═══ Data for this task

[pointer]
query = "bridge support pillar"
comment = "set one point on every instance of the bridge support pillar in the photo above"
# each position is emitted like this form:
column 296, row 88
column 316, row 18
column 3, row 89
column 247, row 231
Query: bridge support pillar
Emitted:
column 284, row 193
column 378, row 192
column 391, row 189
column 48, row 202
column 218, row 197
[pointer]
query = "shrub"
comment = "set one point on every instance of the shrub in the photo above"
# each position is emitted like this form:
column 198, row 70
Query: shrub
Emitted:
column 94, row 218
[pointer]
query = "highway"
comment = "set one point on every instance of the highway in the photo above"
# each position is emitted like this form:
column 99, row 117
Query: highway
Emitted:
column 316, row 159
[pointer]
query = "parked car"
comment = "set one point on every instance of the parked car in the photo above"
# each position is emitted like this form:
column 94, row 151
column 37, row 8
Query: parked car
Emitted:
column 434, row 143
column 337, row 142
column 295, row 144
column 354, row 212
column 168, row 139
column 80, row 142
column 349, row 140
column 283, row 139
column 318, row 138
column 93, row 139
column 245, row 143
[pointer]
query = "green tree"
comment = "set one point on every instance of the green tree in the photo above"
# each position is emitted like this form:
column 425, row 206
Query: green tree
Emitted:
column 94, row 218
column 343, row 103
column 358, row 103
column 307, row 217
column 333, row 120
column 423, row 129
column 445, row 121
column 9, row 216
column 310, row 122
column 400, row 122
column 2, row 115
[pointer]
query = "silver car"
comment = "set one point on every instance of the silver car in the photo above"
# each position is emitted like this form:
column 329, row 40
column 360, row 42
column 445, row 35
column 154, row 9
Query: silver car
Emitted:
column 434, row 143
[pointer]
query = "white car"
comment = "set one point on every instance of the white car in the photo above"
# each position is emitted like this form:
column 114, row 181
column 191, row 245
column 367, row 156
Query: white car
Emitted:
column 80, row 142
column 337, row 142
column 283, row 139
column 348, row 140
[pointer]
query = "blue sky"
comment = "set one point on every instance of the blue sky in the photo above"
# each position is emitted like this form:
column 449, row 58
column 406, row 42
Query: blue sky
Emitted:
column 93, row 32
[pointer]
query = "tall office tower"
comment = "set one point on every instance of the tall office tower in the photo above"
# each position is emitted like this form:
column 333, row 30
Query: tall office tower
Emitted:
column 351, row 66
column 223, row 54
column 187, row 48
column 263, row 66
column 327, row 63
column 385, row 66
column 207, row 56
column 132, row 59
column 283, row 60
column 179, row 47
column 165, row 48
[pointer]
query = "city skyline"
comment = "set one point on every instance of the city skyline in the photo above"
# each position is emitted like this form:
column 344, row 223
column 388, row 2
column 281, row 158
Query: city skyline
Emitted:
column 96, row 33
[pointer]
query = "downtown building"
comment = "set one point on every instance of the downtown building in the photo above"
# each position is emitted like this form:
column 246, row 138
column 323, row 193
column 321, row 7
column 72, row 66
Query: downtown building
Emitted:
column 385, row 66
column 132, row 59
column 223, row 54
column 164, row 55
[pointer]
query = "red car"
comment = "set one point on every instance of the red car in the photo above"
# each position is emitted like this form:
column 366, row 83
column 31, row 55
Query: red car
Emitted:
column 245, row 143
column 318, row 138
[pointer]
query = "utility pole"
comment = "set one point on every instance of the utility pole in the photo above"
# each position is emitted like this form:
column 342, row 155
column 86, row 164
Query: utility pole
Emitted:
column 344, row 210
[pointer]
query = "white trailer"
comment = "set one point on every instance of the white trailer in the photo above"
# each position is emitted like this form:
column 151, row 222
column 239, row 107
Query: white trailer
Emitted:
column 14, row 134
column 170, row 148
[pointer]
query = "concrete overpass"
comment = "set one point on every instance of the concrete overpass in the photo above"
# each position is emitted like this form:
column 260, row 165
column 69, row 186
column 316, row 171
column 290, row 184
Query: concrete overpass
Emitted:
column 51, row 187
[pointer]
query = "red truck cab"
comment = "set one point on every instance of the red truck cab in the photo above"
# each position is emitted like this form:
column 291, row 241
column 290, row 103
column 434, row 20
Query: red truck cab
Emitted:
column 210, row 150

══════

Task requirements
Please write out the material above again, swapping every "set one point" for "place a single point" and leaving everything else unchanged.

Answer below
[pointer]
query = "bridge support pillar"
comment = "place a single point on every instance of the bridge support pillar in the photo above"
# each position is emitted like this form:
column 296, row 88
column 316, row 18
column 3, row 89
column 247, row 231
Query: bridge support pillar
Emitted:
column 284, row 193
column 378, row 192
column 391, row 189
column 48, row 202
column 218, row 197
[pointer]
query = "shrub"
comment = "place a single point on every instance of the shrub in the photo above"
# each position is emitted like this form:
column 198, row 70
Query: shrub
Emitted:
column 94, row 218
[pointer]
query = "highway"
comment = "place a single point on every instance of the highway in the photo above"
# each position is emitted like this form:
column 99, row 117
Query: highway
Emitted:
column 316, row 159
[pointer]
query = "parked car"
comment = "place a single point on every instance of the parked car in the photo above"
# each position is emitted like this form:
column 94, row 151
column 37, row 8
Query: parked car
Emitted:
column 434, row 143
column 337, row 142
column 295, row 144
column 354, row 212
column 168, row 139
column 80, row 142
column 349, row 140
column 283, row 139
column 318, row 138
column 93, row 139
column 245, row 143
[pointer]
query = "green tree"
comment = "place a single point on every instance of the green tree in the photo above"
# each position is emitted like this form:
column 425, row 206
Query: green tree
Emitted:
column 94, row 218
column 343, row 103
column 358, row 103
column 307, row 217
column 333, row 120
column 423, row 129
column 445, row 121
column 9, row 216
column 310, row 122
column 400, row 122
column 2, row 115
[pointer]
query = "silver car"
comment = "place a single point on every instance of the silver car in the photo above"
# each position is emitted like this form:
column 329, row 40
column 360, row 42
column 445, row 35
column 154, row 9
Query: silver car
Emitted:
column 434, row 143
[pointer]
query = "white car"
comment = "place a single point on every instance of the white car in the photo above"
# each position is emitted like this form:
column 114, row 181
column 191, row 245
column 367, row 156
Query: white car
Emitted:
column 80, row 142
column 337, row 142
column 283, row 139
column 348, row 140
[pointer]
query = "blue sky"
comment = "place a single point on every instance of the blue sky in the photo above"
# each position is emitted like this form:
column 449, row 58
column 406, row 42
Query: blue sky
Emitted:
column 93, row 32
[pointer]
query = "tall office tower"
comment = "place a single point on every instance of the tall office tower in the photo above"
# each position is emitted like this form:
column 333, row 30
Query: tall office tower
Emitted:
column 351, row 66
column 223, row 54
column 187, row 48
column 263, row 66
column 327, row 63
column 385, row 66
column 207, row 56
column 132, row 59
column 283, row 60
column 179, row 47
column 165, row 48
[pointer]
query = "city skyline"
comment = "place a single point on every instance of the city skyline in the photo above"
# each position is emitted like this form:
column 344, row 223
column 388, row 2
column 281, row 158
Query: city skyline
Emitted:
column 96, row 33
[pointer]
query = "downtown building"
comment = "place a single point on every instance of the downtown building in the photo above"
# each position is emitted like this form:
column 246, row 138
column 323, row 193
column 321, row 7
column 72, row 66
Query: downtown building
Emitted:
column 385, row 66
column 132, row 59
column 223, row 54
column 164, row 55
[pointer]
query = "red car"
comment = "place a single point on every instance of the red car in the photo above"
# each position is emitted like this form:
column 366, row 83
column 31, row 55
Query: red car
Emitted:
column 245, row 143
column 318, row 138
[pointer]
query = "utility pole"
comment = "place a single point on every instance of the utility pole in the photo above"
# each position is emitted like this form:
column 342, row 155
column 86, row 164
Query: utility pole
Emitted:
column 344, row 210
[pointer]
query = "white trailer"
comment = "place a single point on every instance of the white trailer in the photo above"
# each position is emitted like this form:
column 151, row 222
column 239, row 107
Query: white trailer
Emitted:
column 14, row 134
column 170, row 148
[pointer]
query = "concrete overpass"
comment = "place a single point on every instance of the concrete overpass in the photo above"
# each position is emitted like this form:
column 260, row 165
column 69, row 186
column 316, row 171
column 290, row 184
Query: concrete overpass
Emitted:
column 51, row 187
[pointer]
query = "red truck cab"
comment = "place a single point on every instance of the red truck cab in the photo above"
# each position is emitted like this form:
column 291, row 241
column 290, row 103
column 434, row 20
Query: red truck cab
Emitted:
column 210, row 150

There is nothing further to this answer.